PROBLEM REQUIREMENTS. Repeat each line exactly, leaving nothing out.

(Source records)
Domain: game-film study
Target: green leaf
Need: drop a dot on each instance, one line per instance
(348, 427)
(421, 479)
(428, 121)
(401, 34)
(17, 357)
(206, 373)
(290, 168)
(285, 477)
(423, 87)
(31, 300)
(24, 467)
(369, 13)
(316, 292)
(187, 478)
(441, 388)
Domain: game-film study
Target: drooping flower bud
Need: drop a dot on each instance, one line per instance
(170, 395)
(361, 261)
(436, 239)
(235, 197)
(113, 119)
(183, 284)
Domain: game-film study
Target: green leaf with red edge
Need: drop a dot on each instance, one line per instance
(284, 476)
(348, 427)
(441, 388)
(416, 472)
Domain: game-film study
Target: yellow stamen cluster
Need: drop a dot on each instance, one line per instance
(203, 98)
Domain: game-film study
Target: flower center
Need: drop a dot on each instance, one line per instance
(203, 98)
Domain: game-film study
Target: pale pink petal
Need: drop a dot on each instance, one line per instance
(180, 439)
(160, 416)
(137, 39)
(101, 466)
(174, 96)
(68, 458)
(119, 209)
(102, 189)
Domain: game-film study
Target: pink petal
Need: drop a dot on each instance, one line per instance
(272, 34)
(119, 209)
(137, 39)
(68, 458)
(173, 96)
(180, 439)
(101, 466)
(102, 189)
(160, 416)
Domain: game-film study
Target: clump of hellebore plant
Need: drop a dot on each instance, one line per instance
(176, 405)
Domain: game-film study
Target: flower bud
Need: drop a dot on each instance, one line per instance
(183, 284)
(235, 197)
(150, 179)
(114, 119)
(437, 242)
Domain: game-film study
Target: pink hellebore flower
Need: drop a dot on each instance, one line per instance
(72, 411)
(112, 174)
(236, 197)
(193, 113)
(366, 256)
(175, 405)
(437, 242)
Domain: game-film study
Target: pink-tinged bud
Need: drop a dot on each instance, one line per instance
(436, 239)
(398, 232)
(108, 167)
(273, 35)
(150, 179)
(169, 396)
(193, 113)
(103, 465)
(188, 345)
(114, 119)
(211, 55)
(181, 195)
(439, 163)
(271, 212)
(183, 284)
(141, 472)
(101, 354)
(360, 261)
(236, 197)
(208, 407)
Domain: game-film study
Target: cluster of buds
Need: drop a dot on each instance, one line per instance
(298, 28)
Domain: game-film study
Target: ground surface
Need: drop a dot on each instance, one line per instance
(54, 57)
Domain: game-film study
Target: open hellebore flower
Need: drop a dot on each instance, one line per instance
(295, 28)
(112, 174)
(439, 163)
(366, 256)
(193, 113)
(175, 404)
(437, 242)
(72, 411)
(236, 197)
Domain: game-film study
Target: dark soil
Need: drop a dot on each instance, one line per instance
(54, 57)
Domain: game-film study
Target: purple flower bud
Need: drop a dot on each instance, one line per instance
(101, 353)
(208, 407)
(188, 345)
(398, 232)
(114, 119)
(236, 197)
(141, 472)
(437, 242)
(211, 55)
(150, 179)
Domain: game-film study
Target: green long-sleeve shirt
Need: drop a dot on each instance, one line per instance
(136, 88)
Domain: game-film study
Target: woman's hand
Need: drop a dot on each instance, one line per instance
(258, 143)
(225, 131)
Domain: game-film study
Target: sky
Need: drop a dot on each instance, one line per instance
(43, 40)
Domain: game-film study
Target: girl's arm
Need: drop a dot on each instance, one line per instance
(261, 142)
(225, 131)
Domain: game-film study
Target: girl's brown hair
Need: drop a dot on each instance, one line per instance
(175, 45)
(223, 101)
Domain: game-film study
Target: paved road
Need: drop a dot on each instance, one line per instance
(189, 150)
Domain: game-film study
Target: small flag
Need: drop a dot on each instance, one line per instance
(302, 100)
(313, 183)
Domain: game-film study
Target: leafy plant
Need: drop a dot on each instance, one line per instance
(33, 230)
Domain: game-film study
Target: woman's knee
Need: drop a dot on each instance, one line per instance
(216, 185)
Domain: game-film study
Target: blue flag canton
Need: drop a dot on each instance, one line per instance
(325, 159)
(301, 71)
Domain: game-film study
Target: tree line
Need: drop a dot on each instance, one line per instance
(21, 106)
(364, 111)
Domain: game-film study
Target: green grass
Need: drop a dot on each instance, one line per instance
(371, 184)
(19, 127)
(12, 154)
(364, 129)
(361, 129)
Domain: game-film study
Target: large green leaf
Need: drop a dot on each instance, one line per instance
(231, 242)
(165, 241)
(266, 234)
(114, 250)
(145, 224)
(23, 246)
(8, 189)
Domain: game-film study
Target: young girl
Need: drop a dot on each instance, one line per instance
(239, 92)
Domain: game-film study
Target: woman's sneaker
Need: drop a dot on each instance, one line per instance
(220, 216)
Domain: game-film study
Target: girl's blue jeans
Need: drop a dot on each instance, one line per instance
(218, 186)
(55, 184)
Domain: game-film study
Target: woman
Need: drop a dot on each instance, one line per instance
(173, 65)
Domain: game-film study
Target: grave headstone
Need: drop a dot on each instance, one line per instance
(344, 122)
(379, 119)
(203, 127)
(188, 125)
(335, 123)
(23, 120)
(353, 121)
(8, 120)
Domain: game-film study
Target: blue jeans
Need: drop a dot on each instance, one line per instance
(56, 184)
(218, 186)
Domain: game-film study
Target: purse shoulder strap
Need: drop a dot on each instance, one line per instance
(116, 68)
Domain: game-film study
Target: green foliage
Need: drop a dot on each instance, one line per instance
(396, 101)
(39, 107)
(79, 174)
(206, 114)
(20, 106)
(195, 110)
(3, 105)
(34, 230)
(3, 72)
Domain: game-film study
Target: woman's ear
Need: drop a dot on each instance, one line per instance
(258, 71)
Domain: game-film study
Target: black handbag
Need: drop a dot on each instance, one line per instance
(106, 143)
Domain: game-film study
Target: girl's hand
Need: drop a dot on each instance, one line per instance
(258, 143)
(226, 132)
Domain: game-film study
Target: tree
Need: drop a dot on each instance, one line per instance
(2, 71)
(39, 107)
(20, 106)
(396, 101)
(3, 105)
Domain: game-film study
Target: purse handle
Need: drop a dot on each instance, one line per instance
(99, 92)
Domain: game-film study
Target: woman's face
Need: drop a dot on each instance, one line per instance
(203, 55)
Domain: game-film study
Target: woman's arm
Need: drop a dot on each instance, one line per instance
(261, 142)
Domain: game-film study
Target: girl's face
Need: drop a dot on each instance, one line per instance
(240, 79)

SOLUTION FOR THIS EXERCISE.
Domain: game-film study
Target: green leaf
Need: drop a dot on each instance, one line per instance
(348, 427)
(421, 479)
(428, 121)
(401, 34)
(17, 357)
(206, 373)
(290, 168)
(285, 477)
(423, 87)
(31, 300)
(24, 467)
(369, 13)
(316, 292)
(187, 478)
(441, 388)
Domain: game-film study
Target: drooping flower bud
Need: drop a dot on each instance, one line per instance
(170, 395)
(361, 261)
(436, 239)
(235, 197)
(113, 119)
(183, 284)
Domain: game-film study
Target: green leaf with red edge
Need: drop a dot on each instance, one line per instance
(284, 476)
(348, 427)
(441, 388)
(416, 472)
Domain: game-film study
Target: yellow stamen cluster
Need: drop a dot on each instance, one line per instance
(203, 98)
Domain: game-film study
Target: flower center
Need: drop a dot on each instance, one line per instance
(203, 98)
Domain: game-film study
Target: pale pink petal
Need: drop a dot on each instance, one line per instance
(180, 439)
(160, 416)
(137, 39)
(101, 466)
(174, 96)
(68, 458)
(119, 209)
(102, 189)
Domain: game-film study
Target: pink petal
Need: drop a dot on each instance, one line per instance
(272, 34)
(119, 209)
(137, 39)
(68, 458)
(173, 96)
(180, 439)
(101, 466)
(102, 189)
(160, 416)
Domain: game-film study
Target: clump of hellebore plant
Need: drop a dot on each instance, one line per instance
(176, 405)
Domain: game-film study
Target: flower bud
Need: drop a dot on each instance, one line per instance
(183, 284)
(235, 197)
(150, 179)
(114, 119)
(437, 242)
Domain: game-film study
Target: pink hellebore flower
Need: drop a dot on each instance, one line per instance
(72, 411)
(112, 174)
(236, 197)
(193, 113)
(366, 256)
(175, 405)
(437, 242)
Domain: game-film study
Target: pink-tinged bud
Need: drop a dot on each instance, one line per instance
(436, 239)
(398, 232)
(108, 167)
(273, 35)
(150, 179)
(169, 396)
(193, 113)
(103, 465)
(188, 345)
(114, 119)
(211, 55)
(181, 195)
(439, 163)
(271, 212)
(183, 284)
(141, 472)
(101, 354)
(360, 261)
(236, 197)
(208, 407)
Domain: game-film study
Target: cluster of buds
Need: drop a dot on each instance, one line per instance
(298, 28)
Domain: game-film study
Target: ground surface
Need: drop a dot on each instance, one line per instance
(54, 57)
Domain: game-film study
Target: open hellebore flower
Need: drop a dot on each instance, one line per instance
(295, 28)
(112, 174)
(439, 163)
(366, 256)
(193, 113)
(175, 404)
(437, 242)
(72, 411)
(236, 197)
Domain: game-film study
Target: dark soil
Need: drop a dot on each instance, one line per instance
(54, 57)
Domain: game-film study
Target: purple flower bud
Need: drop a dot on each instance, one line per instance
(101, 353)
(208, 407)
(188, 345)
(398, 232)
(114, 119)
(236, 197)
(141, 472)
(437, 242)
(211, 55)
(150, 179)
Domain: game-film study
Target: green long-sleeve shirt
Need: drop a dot on each instance, one line per instance
(136, 88)
Domain: game-film study
Target: woman's hand
Need: drop a dot on each instance, one line per instance
(258, 143)
(225, 131)
Domain: game-film study
Target: sky
Need: drop a dot on each instance, one line per instance
(43, 40)
Domain: game-film study
Target: girl's arm
Need: drop a dot on each instance, one line per instance
(261, 142)
(225, 131)
Domain: game-film study
Target: girl's brown hair
Need: drop a dot on each instance, one line per instance
(175, 45)
(223, 101)
Domain: game-film study
Target: paved road
Need: drop a dot on each instance, one line per instance
(189, 150)
Domain: game-film study
Target: small flag
Need: drop a dot on each instance, one line per instance
(302, 100)
(313, 183)
Domain: game-film study
Target: leafy plant
Need: drop a dot on each instance, one line per instance
(33, 230)
Domain: game-film study
Target: woman's knee
Need: drop a dot on each instance, one line per instance
(216, 185)
Domain: game-film study
Target: blue flag canton
Need: drop a dot on each instance, one line per instance
(325, 159)
(301, 71)
Domain: game-film study
Target: tree line
Need: drop a dot on each instance, one line per instance
(21, 106)
(364, 111)
Domain: game-film study
Target: green grass
Need: drop a dot on each instance, one line per instance
(371, 184)
(19, 127)
(12, 154)
(364, 129)
(361, 129)
Domain: game-film study
Target: large green leaf
Need: drop a dot on each instance, one line per instance
(231, 242)
(165, 241)
(266, 234)
(114, 250)
(145, 224)
(23, 246)
(8, 189)
Domain: game-film study
Target: young girl
Need: drop a dot on each instance, one line per instance
(239, 92)
Domain: game-film study
Target: woman's sneaker
Need: drop a dot on each instance, one line per instance
(220, 216)
Domain: game-film study
Target: girl's blue jeans
Need: drop a dot on each instance, one line per instance
(218, 186)
(55, 184)
Domain: game-film study
Target: woman
Need: drop a dot on each instance, one line per instance
(173, 65)
Domain: game-film study
Target: grave headstone
Need: drop a dot on each instance, one line per instance
(344, 122)
(379, 119)
(203, 127)
(188, 125)
(335, 123)
(23, 120)
(353, 121)
(8, 120)
Domain: game-film study
Target: blue jeans
Need: drop a dot on each instance, one line per instance
(56, 184)
(218, 186)
Domain: game-film study
Target: purse shoulder strap
Need: drop a dot on each instance, one line per instance
(116, 68)
Domain: game-film study
Target: green foliage
Need: drop a dot on each instance, one line per instance
(396, 101)
(39, 107)
(79, 174)
(206, 114)
(20, 106)
(195, 110)
(3, 105)
(34, 230)
(3, 72)
Domain: game-film study
Target: woman's ear
Need: drop a dot on each instance, one line per instance
(258, 71)
Domain: game-film study
Target: black handbag
Need: drop a dot on each instance, one line per instance
(106, 143)
Domain: game-film study
Target: girl's hand
Need: drop a dot on each instance, one line per instance
(258, 143)
(226, 132)
Domain: game-film study
Target: tree
Need: drop a dot on each instance, one line per instance
(2, 71)
(39, 107)
(20, 106)
(396, 101)
(3, 105)
Domain: game-film study
Target: purse handle
Need: drop a dot on each instance, one line per instance
(99, 92)
Domain: game-film study
Target: woman's face
Need: drop a dot on each instance, one line per instance
(203, 55)
Domain: game-film study
Target: woman's arm
Need: drop a dot on each instance, one line per instance
(261, 142)
Domain: game-film study
Target: girl's face
Need: drop a dot on each instance, one line per instance
(240, 79)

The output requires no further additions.